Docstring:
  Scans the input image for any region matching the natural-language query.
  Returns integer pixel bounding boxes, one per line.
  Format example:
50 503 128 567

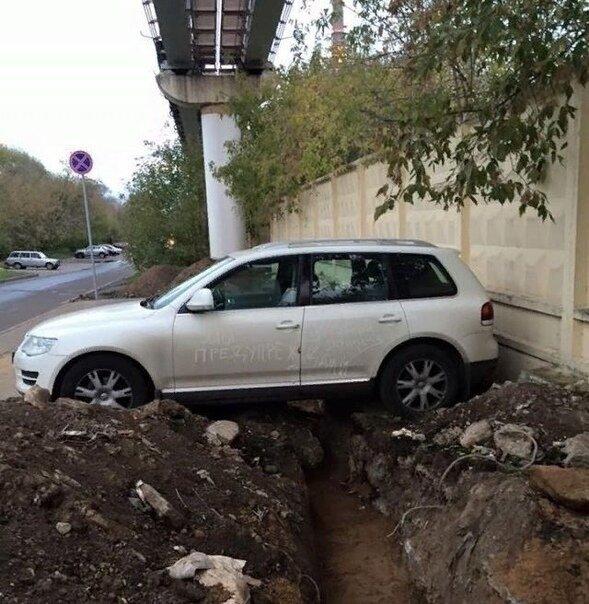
####################
Reproduce the records above verbatim, omitting the pictures from your answer.

Docstring:
  Scans the input image for any region matching the natural-language query.
  Returns integer pixel bounding boxes, one per line.
  Format example:
50 503 128 567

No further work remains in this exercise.